#### GIVEN TASK
Copy out the lines between the line holding "Your task is to locate every instance of man's finger" and the line holding "0,1 -> 600,294", inclusive, without any changes.

#### MATERIAL PROVIDED
■ ■ ■ ■ ■ ■ ■
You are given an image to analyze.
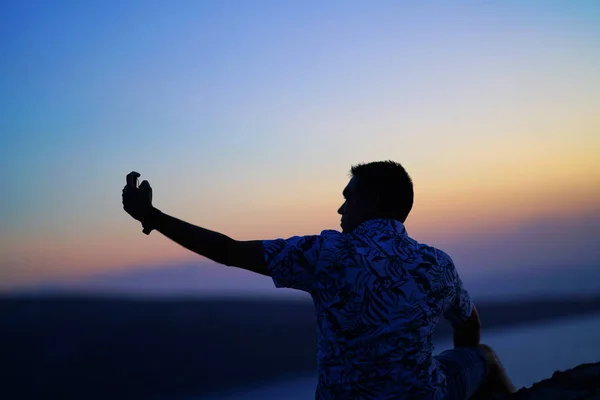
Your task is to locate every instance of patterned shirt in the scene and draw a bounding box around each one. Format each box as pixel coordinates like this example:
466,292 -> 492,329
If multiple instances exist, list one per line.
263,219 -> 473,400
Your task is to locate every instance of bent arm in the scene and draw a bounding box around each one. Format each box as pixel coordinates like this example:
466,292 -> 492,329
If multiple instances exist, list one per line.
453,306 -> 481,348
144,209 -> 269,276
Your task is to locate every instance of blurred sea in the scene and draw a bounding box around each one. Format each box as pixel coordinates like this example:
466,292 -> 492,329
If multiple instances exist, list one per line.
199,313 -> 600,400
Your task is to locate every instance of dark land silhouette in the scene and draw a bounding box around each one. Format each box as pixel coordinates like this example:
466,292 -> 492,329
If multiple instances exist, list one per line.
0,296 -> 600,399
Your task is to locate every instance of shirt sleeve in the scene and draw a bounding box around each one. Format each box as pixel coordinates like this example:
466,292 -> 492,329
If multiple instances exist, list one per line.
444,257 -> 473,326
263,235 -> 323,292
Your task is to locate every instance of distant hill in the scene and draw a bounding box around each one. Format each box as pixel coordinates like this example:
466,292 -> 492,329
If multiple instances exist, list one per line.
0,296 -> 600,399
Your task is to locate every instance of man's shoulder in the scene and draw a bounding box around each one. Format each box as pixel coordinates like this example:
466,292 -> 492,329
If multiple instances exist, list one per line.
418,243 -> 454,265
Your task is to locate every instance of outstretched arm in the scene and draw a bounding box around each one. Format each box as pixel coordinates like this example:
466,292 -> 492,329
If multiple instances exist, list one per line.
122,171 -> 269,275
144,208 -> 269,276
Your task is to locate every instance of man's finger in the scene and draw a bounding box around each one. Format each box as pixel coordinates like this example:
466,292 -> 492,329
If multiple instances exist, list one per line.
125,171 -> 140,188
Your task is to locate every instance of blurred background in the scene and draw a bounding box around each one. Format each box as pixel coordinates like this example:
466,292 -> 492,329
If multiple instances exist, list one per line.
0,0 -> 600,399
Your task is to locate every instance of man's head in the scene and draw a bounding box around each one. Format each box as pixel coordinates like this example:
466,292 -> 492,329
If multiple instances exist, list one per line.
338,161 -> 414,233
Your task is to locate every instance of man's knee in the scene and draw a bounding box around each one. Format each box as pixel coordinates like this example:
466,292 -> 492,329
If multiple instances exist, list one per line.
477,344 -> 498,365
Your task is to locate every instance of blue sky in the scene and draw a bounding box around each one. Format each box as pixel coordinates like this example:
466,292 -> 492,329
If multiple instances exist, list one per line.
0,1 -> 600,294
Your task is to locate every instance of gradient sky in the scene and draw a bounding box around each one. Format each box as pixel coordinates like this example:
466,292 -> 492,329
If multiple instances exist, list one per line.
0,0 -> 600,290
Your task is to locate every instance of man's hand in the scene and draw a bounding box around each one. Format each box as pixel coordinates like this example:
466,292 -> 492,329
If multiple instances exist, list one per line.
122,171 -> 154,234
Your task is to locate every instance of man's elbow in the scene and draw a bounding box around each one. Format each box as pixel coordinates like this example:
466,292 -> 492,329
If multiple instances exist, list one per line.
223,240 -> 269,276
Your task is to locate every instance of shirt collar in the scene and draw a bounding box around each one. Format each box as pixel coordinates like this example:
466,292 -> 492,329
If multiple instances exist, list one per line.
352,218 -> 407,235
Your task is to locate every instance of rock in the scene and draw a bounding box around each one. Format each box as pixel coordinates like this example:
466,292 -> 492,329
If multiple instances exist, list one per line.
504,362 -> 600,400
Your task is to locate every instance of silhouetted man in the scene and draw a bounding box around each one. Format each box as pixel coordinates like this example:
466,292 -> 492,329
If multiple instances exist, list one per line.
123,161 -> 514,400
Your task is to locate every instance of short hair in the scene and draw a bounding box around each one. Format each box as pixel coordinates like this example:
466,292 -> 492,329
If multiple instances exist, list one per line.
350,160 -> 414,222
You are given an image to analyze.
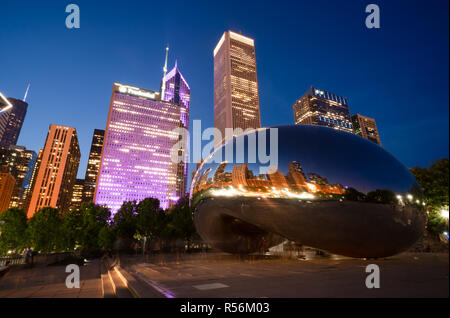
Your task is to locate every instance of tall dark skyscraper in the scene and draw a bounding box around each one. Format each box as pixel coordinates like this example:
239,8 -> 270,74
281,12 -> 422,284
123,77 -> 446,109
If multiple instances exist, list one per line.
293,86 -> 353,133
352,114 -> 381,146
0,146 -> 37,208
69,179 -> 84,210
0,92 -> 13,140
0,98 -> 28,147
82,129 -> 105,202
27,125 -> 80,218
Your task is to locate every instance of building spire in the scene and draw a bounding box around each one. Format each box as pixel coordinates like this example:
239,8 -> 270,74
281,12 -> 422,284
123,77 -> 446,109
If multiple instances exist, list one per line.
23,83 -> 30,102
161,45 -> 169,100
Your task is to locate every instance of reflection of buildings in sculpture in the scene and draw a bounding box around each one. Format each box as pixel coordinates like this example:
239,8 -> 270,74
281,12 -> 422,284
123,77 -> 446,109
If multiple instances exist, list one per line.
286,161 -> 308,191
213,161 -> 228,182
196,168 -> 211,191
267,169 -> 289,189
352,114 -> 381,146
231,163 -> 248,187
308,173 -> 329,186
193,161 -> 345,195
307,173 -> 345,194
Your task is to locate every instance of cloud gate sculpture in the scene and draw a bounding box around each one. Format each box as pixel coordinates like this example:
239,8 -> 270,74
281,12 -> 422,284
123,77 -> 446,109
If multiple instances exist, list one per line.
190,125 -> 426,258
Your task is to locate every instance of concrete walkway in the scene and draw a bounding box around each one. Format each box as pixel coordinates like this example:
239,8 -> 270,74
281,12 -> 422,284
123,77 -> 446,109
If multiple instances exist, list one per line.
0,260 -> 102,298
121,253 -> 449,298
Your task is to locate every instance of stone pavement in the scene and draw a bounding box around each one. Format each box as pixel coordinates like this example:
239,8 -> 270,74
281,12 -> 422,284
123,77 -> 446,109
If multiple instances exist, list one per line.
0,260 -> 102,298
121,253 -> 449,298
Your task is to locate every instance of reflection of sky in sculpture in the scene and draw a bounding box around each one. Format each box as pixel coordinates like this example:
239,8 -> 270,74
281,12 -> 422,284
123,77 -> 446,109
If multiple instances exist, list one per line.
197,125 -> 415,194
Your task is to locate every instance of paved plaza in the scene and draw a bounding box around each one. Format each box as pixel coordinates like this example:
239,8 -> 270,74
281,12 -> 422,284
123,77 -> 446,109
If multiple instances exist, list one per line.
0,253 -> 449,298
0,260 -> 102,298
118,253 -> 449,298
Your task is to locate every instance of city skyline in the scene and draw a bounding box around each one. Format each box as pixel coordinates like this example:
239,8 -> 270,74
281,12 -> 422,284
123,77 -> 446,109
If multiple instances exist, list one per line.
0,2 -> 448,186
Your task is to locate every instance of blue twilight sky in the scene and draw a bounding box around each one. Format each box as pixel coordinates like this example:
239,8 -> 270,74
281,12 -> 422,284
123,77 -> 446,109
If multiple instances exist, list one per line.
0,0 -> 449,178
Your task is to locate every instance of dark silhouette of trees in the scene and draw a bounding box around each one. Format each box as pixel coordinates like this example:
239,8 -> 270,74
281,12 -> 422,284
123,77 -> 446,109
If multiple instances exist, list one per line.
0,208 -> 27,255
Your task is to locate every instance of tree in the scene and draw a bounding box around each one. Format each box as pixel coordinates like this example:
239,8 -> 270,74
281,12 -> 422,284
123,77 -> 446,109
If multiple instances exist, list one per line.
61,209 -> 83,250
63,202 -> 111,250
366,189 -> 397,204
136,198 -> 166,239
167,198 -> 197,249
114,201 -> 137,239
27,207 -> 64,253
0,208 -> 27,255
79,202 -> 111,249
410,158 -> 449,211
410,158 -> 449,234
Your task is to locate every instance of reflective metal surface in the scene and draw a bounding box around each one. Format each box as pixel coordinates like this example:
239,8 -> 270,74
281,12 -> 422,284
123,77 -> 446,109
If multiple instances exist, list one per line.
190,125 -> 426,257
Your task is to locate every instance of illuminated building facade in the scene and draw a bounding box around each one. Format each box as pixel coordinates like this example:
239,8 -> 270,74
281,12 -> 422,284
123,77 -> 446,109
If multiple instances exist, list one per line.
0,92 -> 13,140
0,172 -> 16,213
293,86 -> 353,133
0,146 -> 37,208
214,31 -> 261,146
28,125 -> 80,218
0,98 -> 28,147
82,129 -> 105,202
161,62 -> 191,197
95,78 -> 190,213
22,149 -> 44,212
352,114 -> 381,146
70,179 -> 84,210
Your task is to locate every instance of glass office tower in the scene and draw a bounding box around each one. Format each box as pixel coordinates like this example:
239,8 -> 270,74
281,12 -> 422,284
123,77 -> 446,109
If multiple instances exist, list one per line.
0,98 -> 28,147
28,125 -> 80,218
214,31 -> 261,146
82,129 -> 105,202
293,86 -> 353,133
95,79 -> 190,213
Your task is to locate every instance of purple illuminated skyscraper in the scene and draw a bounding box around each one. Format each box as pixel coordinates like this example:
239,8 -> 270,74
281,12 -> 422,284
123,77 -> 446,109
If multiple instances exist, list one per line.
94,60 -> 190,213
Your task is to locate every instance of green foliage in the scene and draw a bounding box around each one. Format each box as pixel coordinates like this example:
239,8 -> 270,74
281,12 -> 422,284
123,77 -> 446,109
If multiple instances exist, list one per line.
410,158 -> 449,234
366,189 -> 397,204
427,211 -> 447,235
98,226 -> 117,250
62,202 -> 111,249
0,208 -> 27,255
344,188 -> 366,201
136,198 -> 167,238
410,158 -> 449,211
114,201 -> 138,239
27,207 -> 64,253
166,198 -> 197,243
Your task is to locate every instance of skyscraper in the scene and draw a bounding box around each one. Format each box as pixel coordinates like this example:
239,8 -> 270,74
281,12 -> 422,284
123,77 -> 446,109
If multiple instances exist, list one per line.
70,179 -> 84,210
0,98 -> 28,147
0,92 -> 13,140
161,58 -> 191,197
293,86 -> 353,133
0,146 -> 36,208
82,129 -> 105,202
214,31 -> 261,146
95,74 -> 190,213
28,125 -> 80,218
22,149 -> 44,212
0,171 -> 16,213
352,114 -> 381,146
■ ■ ■ ■ ■ ■ ■
#### EXERCISE ANSWER
Your task is to locate every instance of man's finger in the scene and draw a bounding box around each one. Format each box as pixel coordinates like this example:
466,292 -> 492,329
If multiple instances exist, list one per line.
125,171 -> 140,188
Your task is to locate every instance of blurred background in the scene and draw a bounding box around each one. Format each box as pixel coordinates like this example:
466,292 -> 492,329
If multiple instances exist, list one per line.
0,0 -> 600,399
Your task is to locate every instance of man's head in the scene and draw a bounding box around each one. Format each box as pixel coordinates like this example:
466,292 -> 492,329
If multiple instances exist, list one per line.
338,161 -> 414,233
Your task is to locate every instance of man's knee in the scene and draw a bounding box around each one. Format each box as pixel coordinates like this example:
466,292 -> 492,329
If multiple instances exist, list one per line.
477,344 -> 498,365
Your task is to locate every instance of blue sky in the scene and draw a bounding box around each one. Format each box as pixel coordinates like this example:
466,292 -> 492,329
If multiple instances exist, list one per line.
0,1 -> 600,294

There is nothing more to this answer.